▶ [Goal 1]
Answer these questions about the article on Cuala GAA:
(a) Which team do Cuala's hurlers play in the club championship final?
(b) How many Darts have been commandeered to bring the Dalkey club's supporters to Croke Park?
(c) Where in Dalkey does the writer park?

▶ [Source extract]
────────

Cuala GAA: the result of culchie Dublin enveloping its poshest village

Two Darts have been commandeered to bring the Dalkey club’s supporters - Ultras and all - to Croke Park for the club hurling final

Cuala’s red and white colours fly on flags and bunting on Castle Street in Dalkey. The club’s hurlers play Clare’s Ballyea in the final of the AIB club championship  at Croke Park on St Patrick’s Day. Photograph: Nick Bradshaw
Cuala’s red and white colours fly on flags and bunting on Castle Street in Dalkey. The club’s hurlers play Clare’s Ballyea in the final of the AIB club championship at Croke Park on St Patrick’s Day. Photograph: Nick Bradshaw

You can have the wrong idea about a place. You can come to it with notions that say more about you than about the place itself. After parking up in the church car park in Dalkey, you turn to hear a knock on the window from the car behind. The lady in the driver seat is holding her parking ticket up to the window and immediately you take offence and start muttering to yourself.

────────

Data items
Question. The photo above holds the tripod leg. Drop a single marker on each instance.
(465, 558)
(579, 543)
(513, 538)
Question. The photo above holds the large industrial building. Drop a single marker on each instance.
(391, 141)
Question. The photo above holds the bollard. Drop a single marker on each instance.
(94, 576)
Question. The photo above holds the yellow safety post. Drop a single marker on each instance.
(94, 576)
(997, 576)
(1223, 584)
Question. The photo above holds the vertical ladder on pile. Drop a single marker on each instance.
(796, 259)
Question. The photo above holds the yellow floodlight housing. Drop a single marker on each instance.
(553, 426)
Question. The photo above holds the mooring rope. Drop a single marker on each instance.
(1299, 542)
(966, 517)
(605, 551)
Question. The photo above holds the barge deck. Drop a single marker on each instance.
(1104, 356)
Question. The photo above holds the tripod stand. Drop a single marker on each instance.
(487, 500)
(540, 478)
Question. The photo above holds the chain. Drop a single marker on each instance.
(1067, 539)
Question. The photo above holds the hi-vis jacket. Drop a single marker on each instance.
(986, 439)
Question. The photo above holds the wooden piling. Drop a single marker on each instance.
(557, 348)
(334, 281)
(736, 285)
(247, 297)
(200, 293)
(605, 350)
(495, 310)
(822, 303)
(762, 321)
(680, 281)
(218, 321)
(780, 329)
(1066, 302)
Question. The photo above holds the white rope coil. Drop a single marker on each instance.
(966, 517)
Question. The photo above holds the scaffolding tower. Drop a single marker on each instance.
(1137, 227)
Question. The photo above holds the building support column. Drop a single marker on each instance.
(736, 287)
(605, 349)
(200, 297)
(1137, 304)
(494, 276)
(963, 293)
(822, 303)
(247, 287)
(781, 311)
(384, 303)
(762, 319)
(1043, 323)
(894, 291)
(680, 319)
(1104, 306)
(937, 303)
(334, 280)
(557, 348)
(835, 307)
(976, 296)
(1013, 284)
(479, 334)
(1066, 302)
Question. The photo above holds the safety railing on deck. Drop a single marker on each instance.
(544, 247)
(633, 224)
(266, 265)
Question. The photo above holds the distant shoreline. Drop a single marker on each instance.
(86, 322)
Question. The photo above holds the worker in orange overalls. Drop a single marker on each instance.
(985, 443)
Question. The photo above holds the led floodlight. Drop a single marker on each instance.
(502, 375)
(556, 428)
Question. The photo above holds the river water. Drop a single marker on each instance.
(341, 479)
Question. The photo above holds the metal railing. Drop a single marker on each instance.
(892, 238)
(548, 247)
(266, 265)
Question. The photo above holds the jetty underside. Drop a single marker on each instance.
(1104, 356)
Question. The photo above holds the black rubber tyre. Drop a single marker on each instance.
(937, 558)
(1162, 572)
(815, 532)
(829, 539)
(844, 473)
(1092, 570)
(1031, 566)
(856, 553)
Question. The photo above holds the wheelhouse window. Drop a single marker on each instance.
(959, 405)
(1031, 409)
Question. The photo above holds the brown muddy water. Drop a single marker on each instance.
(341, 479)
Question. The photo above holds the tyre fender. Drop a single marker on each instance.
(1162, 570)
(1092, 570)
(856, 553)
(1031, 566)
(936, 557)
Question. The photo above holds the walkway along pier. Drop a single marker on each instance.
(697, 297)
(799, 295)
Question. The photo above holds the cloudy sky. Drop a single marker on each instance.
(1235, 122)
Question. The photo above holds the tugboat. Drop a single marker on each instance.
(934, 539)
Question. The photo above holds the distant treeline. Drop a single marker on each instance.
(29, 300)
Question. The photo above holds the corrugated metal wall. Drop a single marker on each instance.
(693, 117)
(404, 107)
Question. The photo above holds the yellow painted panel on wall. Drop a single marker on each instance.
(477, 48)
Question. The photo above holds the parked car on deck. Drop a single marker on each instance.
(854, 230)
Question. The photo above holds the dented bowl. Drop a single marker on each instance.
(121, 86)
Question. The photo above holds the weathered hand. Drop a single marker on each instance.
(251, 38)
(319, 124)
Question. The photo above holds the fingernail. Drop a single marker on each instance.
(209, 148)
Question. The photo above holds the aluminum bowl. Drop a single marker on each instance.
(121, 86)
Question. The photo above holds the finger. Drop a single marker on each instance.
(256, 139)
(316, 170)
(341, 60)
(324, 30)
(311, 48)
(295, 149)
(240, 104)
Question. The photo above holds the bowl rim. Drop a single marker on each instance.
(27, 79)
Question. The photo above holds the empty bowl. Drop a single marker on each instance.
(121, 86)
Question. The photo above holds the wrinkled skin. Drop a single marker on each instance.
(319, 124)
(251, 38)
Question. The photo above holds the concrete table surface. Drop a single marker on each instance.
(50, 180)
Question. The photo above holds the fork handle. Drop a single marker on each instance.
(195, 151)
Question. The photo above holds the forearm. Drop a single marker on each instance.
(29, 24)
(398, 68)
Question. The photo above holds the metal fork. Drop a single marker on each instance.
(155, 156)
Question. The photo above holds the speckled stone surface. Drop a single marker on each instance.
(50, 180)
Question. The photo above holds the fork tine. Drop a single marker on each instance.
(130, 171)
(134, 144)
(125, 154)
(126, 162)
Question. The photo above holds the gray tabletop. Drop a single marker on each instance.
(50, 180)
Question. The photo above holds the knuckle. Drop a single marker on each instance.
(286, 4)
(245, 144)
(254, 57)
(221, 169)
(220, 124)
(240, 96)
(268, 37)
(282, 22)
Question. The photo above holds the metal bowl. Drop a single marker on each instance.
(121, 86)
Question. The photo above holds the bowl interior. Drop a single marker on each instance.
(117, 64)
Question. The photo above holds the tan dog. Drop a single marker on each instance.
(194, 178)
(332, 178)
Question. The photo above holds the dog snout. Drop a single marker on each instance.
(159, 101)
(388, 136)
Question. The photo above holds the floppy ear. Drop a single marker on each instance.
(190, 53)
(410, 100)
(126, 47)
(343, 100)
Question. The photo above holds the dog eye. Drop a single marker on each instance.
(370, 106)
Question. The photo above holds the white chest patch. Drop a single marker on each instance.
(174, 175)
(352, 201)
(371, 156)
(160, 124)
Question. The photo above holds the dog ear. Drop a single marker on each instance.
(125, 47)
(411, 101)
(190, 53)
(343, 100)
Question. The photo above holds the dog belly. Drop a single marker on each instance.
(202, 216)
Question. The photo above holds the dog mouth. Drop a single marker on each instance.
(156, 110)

────────

▶ [Goal 2] From the rows, output a JSON list of strings with one string per line. Start at the line containing "Question. The photo above holds the large" and end after the line containing "(1223, 584)". Omit blank lines.

▶ [Written reply 1]
(a) Clare's Ballyea.
(b) Two.
(c) In the church car park.

▶ [Written reply 2]
[
  "Question. The photo above holds the large industrial building. Drop a single marker on each instance.",
  "(391, 141)",
  "Question. The photo above holds the bollard. Drop a single marker on each instance.",
  "(94, 576)",
  "Question. The photo above holds the yellow safety post. Drop a single marker on each instance.",
  "(94, 576)",
  "(997, 576)",
  "(1223, 584)"
]